**What you have to do:** From the GI tract images article below, list each numeric performance result it reports, together with the measure and dataset or method it belongs to.

**Text for analysis:**
○ ○ ○

Abnormalities and Disease Detection in Gastro-Intestinal Tract Images
A new PhD thesis presents a hybrid AI system that processes GI images at 41 FPS with 99% accuracy.
A new PhD thesis by researchers Zeshan Khan and Muhammad Atif Tahir, published on arXiv, introduces a multifaceted AI framework designed to tackle the complex challenge of detecting diseases in gastrointestinal (GI) tract images. The research addresses key hurdles in medical image analysis, including the high diversity of abnormalities and the computational demands of real-time clinical applications. The work systematically progresses from exploring ultra-fast traditional methods to developing optimized deep learning models, culminating in a hybrid system that balances speed and precision.
Initially, the research explored texture-based feature extraction, achieving remarkable processing speeds of over 4000 frames per second (FPS) with a 0.98 accuracy on the Kvasir V2 dataset. The study then transitioned to deep learning, where an optimized model combined with data bagging techniques improved performance on the larger HyperKvasir dataset. The final, streamlined neural network integrates texture analysis with local binary patterns and employs a learned threshold to handle inter-class similarity. This system delivers a practical balance for real-time use, processing images at 41 FPS while maintaining a high 0.99 accuracy and a 0.91 F1-score on HyperKvasir.

○ ○ ○

**Dataset entries:**
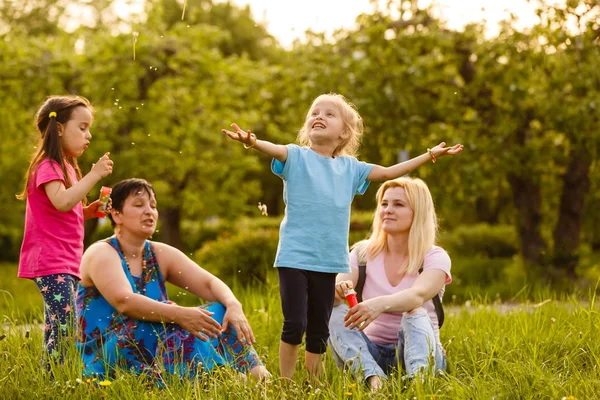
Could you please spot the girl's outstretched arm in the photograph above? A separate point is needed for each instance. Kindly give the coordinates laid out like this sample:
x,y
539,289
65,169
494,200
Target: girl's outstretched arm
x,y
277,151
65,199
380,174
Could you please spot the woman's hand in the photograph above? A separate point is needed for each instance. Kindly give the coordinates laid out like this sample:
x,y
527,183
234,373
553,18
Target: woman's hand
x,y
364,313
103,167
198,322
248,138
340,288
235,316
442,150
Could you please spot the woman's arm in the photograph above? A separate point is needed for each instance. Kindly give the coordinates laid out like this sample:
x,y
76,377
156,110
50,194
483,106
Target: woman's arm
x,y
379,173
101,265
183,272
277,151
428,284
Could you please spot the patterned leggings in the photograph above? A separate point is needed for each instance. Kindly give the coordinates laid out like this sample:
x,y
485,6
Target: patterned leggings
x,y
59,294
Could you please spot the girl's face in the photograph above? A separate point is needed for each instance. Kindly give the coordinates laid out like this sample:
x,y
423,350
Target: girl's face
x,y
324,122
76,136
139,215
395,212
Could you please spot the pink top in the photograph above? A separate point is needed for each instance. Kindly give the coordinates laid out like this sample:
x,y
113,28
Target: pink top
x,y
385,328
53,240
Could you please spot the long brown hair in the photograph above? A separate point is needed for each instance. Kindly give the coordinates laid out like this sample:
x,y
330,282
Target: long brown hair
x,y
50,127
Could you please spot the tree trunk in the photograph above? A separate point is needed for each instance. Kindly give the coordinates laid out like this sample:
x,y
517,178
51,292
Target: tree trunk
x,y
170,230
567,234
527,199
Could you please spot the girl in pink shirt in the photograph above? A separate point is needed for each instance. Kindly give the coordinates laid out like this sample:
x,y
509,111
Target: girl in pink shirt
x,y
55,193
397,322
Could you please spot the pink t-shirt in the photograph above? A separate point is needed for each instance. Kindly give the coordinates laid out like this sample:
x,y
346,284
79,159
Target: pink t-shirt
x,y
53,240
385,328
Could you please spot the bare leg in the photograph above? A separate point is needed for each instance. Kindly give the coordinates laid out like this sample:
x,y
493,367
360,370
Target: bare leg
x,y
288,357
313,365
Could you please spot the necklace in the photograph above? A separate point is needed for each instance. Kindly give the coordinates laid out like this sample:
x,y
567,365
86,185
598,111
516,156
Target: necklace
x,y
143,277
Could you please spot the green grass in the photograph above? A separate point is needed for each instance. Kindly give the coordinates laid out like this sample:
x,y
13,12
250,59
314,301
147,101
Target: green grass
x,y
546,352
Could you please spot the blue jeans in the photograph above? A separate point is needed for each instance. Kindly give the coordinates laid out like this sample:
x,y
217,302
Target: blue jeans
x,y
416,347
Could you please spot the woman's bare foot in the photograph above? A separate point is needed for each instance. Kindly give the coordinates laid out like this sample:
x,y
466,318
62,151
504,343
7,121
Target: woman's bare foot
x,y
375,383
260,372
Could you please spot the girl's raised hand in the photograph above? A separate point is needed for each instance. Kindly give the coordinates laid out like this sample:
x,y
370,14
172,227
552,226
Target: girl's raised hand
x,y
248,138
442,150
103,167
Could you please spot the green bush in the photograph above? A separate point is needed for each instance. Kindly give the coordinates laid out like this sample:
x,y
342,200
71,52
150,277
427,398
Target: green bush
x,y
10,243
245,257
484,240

○ ○ ○

**Your response:**
- Over 4000 frames per second (FPS): texture-based feature extraction
- 0.98 accuracy: texture-based feature extraction on the Kvasir V2 dataset
- 41 FPS: the final hybrid system
- 0.99 accuracy (99%): the final hybrid system on HyperKvasir
- 0.91 F1-score: the final hybrid system on HyperKvasir